Задание
Замени «арестант» на «каторжник» и перепиши кусок отрывка о «Записках из Мертвого дома», который начинается со слов «Дальше идут бодрые» и заканчивается словами «и широко перекрестился....».

Выбранный отрывок

Сами «Записки» написаны с чрезвычайной сдержанностью; вещи ужасные описываются как вещи обычные. Упоминание о другой части рукописи изменяет восприятие спокойного тона повествования. Отрывочность записей, которую подчеркивает человек, печатающий куски рукописи, позволяет автору переставлять и сопоставлять куски. Они – оправдание вмешательства искусства в то, что называется документом.
Перед тем как перейти к анализу самих «Записок», напомню еще раз о Тургеневе. Достоевский писал впоследствии: «...выйдя, в 1354 году, в Сибири из острога, я начал перечитывать всю написанную без меня за пять лет литературу. «Записки охотника», едва при мне начавшиеся, и первые повести Тургенева я прочел тогда разом, залпом, и вынес упоительное впечатление».
Спокойные и почти идиллические «Записки охотника» посвящены крепостному праву. Достоевский мог у Тургенева научиться этому необыкновенно острому взаимоотношению между страшным предметом рассказа и спокойным способом рассказывания.
Автор «Записок из Мертвого дома» Горянчиков уже вначале показан раздавленным. Он отрезан от жизни и даже при предложении прочесть новые журналы «он бросил на них жадный взгляд, но тотчас же переменил намерение и отклонил предложение, отзываясь недосугом».
Поселенец не ждет от мира хороших вестей.
Безнадежность развязки подчеркивается самим концом романа. Он кончается как будто благополучно: человека освобождают.
«Я подождал, покамест раскуют товарища, а потом подошел и сам к наковальне. Кузнецы обернули меня спиной к себе, подняли сзади мою ногу, положили на наковальню... Они суетились, хотели сделать ловчее, лучше.
– Заклепку-то, заклепку-то повороти перво-наперво!.. – командовал старший. – Установь ее, вот так, ладно... Бей теперь молотом...
Кандалы упали...»
Дальше идут бодрые слова; они кончаются так:
«Свобода, новая жизнь, воскресение из мертвых... Экая славная минута!..» Но этот кусок, помещенный в конце главы, для читателя связан с окончанием другой главы той же части романа – «Госпиталь».
В госпитале умер арестант, Входит унтер-офицер.
«Совершенно обнаженный, иссохший труп в одних кандалах поразил его, и он вдруг отстегнул чешую, снял каску, чего вовсе не требовалось, и широко перекрестился....

Данные
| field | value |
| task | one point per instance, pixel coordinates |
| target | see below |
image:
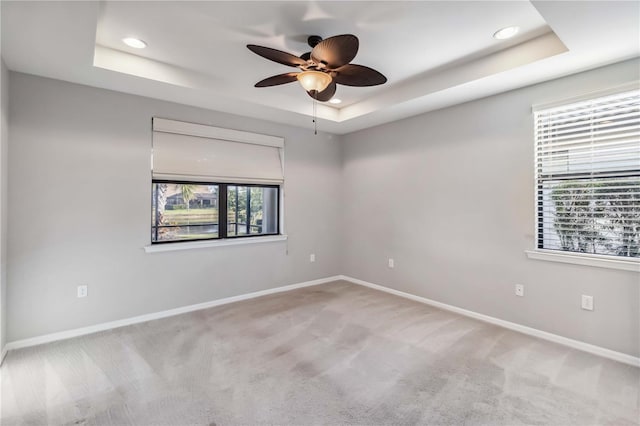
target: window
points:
--
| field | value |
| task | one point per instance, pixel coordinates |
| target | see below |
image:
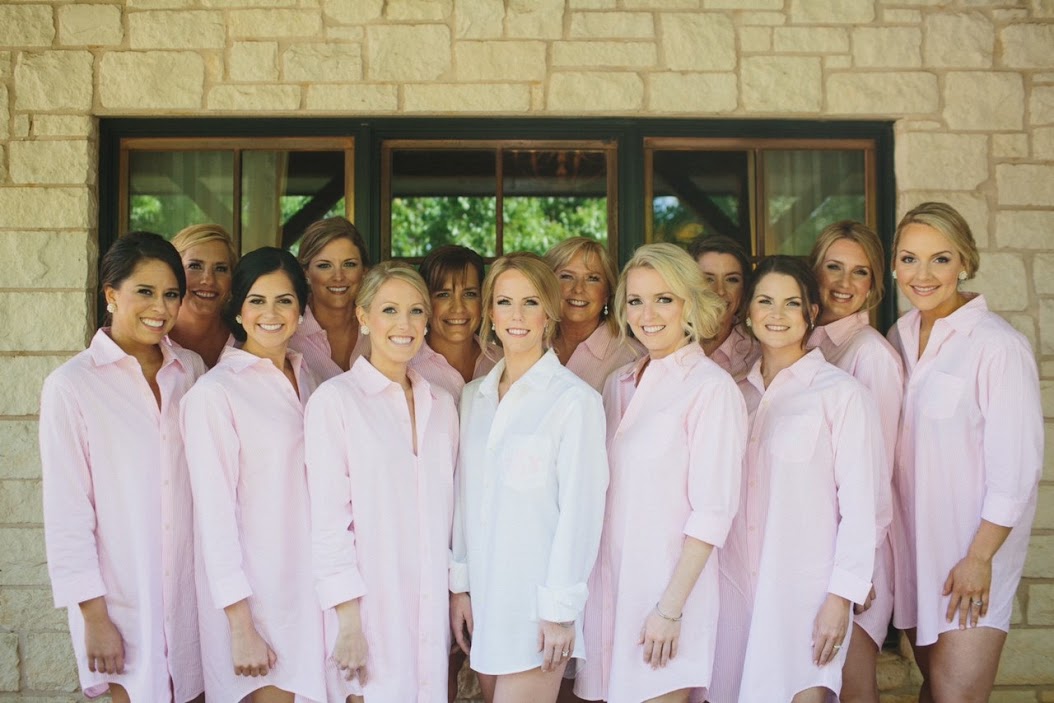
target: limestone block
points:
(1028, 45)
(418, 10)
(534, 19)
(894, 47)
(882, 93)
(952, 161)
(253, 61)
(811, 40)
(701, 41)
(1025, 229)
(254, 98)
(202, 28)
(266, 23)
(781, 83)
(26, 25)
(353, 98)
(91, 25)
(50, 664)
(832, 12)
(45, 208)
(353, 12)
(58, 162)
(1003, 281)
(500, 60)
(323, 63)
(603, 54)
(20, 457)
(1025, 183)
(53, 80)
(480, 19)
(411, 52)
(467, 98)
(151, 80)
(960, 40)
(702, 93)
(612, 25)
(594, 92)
---
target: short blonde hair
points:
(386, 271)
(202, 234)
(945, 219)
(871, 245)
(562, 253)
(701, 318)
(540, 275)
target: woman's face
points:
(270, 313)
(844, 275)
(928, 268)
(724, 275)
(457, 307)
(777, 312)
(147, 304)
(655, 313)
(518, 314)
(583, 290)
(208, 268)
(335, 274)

Ответ
Дальше идут бодрые слова; они кончаются так:
«Свобода, новая жизнь, воскресение из мертвых... Экая славная минута!..» Но этот кусок, помещенный в конце главы, для читателя связан с окончанием другой главы той же части романа – «Госпиталь».
В госпитале умер каторжник, Входит унтер-офицер.
«Совершенно обнаженный, иссохший труп в одних кандалах поразил его, и он вдруг отстегнул чешую, снял каску, чего вовсе не требовалось, и широко перекрестился....